## Study text:
Please see my Google Scholar Page for more details

Thesis Research

Detection of mosaic single nucleotide variants and implications for congenital heart disease

Mosaicism, or genetic mutations arising after oocyte fertilization, has been implicated in developmental disorders such as overgrowth syndromes and structural brain malformations, but its role in congenital heart disease (CHD) is not yet well understood. Further, estimates of the frequency of mosaic mutations, a basic genetic question, are inconsistent in recent studies, due to difference in accuracy and power of variant calling methods and sequencing depth. To address these issues, we developed a new computational method to accurately detect mosaic mutations from exome or genome sequencing data. We applied the method to exome sequencing data of 2530 CHD proband-parent trios to estimate the number of mosaic mutations detectable in blood samples and to characterize the contribution of mosaicism to CHD.

Our main findings are summarized below:

  1. We developed a new method (EM-Mosaic) that jointly estimates the overall frequency of mosaic mutations using an Expectation-Maximization approach and identifies mosaic mutations from the data using a pseudo-Bayesian framework, with a 90% validation rate (among the highest of all recent major publications on mosaics).
  2. We estimate that each case carries about 0.14 protein-coding mosaic mutations in the blood with allele fraction above 10%, representing about a tenth of new mutations per generation.
  3. In CHD cases, likely-damaging mosaics have higher allele fraction than benign mutations, strongly supporting a role of mosaics in the disease.
  4. Analysis of a limited number of subjects (n=66) with matched blood and heart tissue available supports the notion that mosaic mutations in blood samples with relatively high allele fraction are more likely to also be found in heart tissues.

Please see our GitHub page and our bioRxiv preprint for more information

(Research Advisors: Dr. Yufeng Shen, Dr. Wendy Chung)

[Extracted records]

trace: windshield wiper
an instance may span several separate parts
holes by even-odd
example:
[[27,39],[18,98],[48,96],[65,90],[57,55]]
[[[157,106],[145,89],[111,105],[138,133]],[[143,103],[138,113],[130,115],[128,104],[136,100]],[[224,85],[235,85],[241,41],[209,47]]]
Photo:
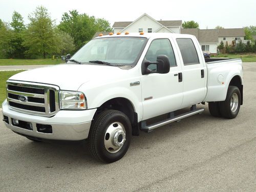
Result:
[[70,59],[70,60],[69,60],[69,61],[74,62],[75,62],[75,63],[78,63],[78,64],[82,64],[81,63],[81,62],[78,61],[77,61],[76,60],[75,60],[75,59]]
[[105,65],[106,65],[108,66],[115,66],[115,65],[111,64],[110,62],[102,61],[102,60],[90,60],[90,61],[89,61],[89,62],[92,62],[93,63],[105,64]]

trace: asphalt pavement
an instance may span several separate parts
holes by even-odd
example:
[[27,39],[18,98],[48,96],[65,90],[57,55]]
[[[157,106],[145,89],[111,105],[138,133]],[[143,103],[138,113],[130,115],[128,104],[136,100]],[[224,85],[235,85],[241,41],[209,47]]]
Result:
[[198,105],[202,114],[133,136],[111,164],[96,161],[86,142],[32,142],[0,122],[0,191],[255,191],[256,63],[243,66],[236,118]]

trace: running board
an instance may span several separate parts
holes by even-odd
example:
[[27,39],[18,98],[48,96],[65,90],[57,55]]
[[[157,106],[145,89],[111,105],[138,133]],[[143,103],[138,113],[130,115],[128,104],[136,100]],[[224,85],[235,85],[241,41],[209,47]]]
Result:
[[185,113],[182,114],[178,115],[175,117],[171,117],[170,118],[165,119],[163,121],[157,122],[156,123],[151,124],[147,125],[146,124],[146,121],[143,121],[141,122],[141,130],[145,132],[149,132],[155,129],[158,128],[160,126],[165,125],[170,123],[172,123],[175,121],[179,121],[180,120],[191,116],[199,113],[202,113],[204,111],[204,109],[198,109],[193,111],[190,111],[189,112]]

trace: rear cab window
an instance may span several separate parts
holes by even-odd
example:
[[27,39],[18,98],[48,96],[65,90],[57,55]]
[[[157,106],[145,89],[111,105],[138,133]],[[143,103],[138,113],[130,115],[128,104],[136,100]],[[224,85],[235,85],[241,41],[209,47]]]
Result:
[[184,66],[199,64],[199,59],[193,41],[190,38],[177,38]]

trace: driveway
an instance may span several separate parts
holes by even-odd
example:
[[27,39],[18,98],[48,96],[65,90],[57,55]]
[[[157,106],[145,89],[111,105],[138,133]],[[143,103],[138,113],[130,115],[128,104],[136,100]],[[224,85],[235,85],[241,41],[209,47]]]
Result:
[[[120,160],[95,161],[86,142],[32,142],[0,122],[0,190],[254,191],[256,65],[244,63],[236,119],[205,111],[133,137]],[[0,111],[0,116],[2,116]]]

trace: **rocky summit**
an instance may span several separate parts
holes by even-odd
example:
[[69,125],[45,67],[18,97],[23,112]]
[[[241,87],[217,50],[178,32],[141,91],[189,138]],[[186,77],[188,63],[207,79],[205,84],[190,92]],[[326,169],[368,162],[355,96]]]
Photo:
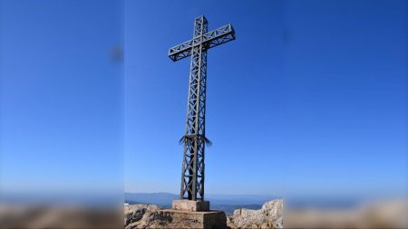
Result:
[[[127,229],[193,228],[197,227],[195,224],[198,223],[197,219],[168,214],[153,205],[125,205],[124,215],[124,226]],[[222,221],[222,224],[215,224],[209,228],[283,228],[283,200],[267,202],[258,210],[240,208],[228,217],[219,212],[217,221]]]
[[240,208],[228,217],[230,228],[283,228],[283,200],[265,203],[261,209]]

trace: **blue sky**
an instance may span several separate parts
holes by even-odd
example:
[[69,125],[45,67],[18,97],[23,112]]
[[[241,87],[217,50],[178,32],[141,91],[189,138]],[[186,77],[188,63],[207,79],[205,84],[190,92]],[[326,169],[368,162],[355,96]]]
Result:
[[0,186],[122,188],[122,74],[110,56],[122,43],[121,5],[1,4]]
[[408,191],[405,1],[1,3],[3,189],[178,193],[205,14],[208,194]]
[[237,33],[209,51],[207,193],[406,191],[403,1],[125,2],[127,191],[179,191],[189,61],[166,53],[200,14]]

## Work instruction 1:
Check each statement against the thesis research text, which comes before the entries. Answer yes or no for (a), (b) and (c), and quote the words from the text that decide each one.
(a) EM-Mosaic identifies mosaic mutations with a pseudo-Bayesian framework.
(b) The method was applied to exome sequencing data from 2530 CHD proband-parent trios.
(c) The analysis of matched blood and heart tissue covered more than one hundred subjects.
## Work instruction 2:
According to the thesis research text, how many protein-coding mosaic mutations with allele fraction above 10% does each case carry in the blood?
## Work instruction 3:
Pick up the thesis research text on mosaic variants in congenital heart disease after its final line and continue it.

## Reply 1:
(a) Yes: "identifies mosaic mutations from the data using a pseudo-Bayesian framework"
(b) Yes: "We applied the method to exome sequencing data of 2530 CHD proband-parent trios"
(c) No: "Analysis of a limited number of subjects (n=66) with matched blood and heart tissue available"

## Reply 2:
About 0.14.

## Reply 3:
Past Experience

Predicting neurodevelopmental disorder risk in congenital heart disease patients

January 2015 - November 2015

Rates of neurodevelopmental disorder (NDD) are disproportionately high in congenital heart disease (CHD)patients compared to the general population (up to 10-fold higher prevalence), presumably due to disruption of pleiotropic genes central to many key developmental pathways. We sought to answer the question: Can we predict which CHD patients will develop NDD and which will not?

We applied different statistical and machine learning approaches (logistic regression, RandomForest, SVM, boosting) to a cohort of 2530 congenital heart disease patients. Our outcome variable was a binary NDD diagnosis and we used a combination of genetic and clinical features as our predictors. Models were evaluated using 10-fold cross validation. While model performance was middling, we found the following:

  1. Damaging de novo mutations showed the strongest association with NDD, with loss-of-function and damaging-missense mutations in published NDD risk genes contributing the most information
  2. Complex CHD cases, defined as having a CHD diagnosis and other extracardiac manifestations, were at higher risk of NDD than Isolated CHD cases (no extracardiac manifestations).
  3. Males CHD cases were enriched for NDD compared to females in our cohort
  4. Neurological, skeletal, and heart morphology related extracardiac diagnoses had the strongest association with NDD

(Rotation Advisor: Dr. Yufeng Shen)

Studying the effect of mRNA methylation on ribosome translation efficiency

September 2014 - January 2015

Using ribosomal profiling and methylation data, I wrote a tool to compare mRNA methylation sites against mRNA sites bound by ribosomes to investigate the effect of methylation on translation efficiency. (Rotation Advisor: Dr. Peter Sims)

Bioinformatics: Competitive Analysis Group

October 2013 - July 2014

I analyzed next generation sequencing QC data from competing platforms to compare performance metrics (alignment, assembly, variant calling) against those of Illumina's platforms. I also reviewed and evaluated both in-house and external applications submitted to BaseSpace.

Genomic analysis of variants in Kawasaki Disease patients and families

June 2013 - July 2014

Using whole genome sequencing data of families (trios) affected by Kawasaki Disease, I developed an analysis pipeline to discover risk variants. (Project under supervision of Jihoon Kim and Dr. Jane Burns)

Phenotype Finder IN Data Resources (PFINDR)

August 2011 - June 2013

Using phenotype datasets from dbGaP, I developed a tool called DIVER to extract and format demographic information (later integrated into PhenDisco). I also worked on a system PhenDisco that fits existing data in dbGaP to an information model that allows users to free text query dbGaP for studies of interest. (Project under supervision of Dr. Hyeoneui Kim)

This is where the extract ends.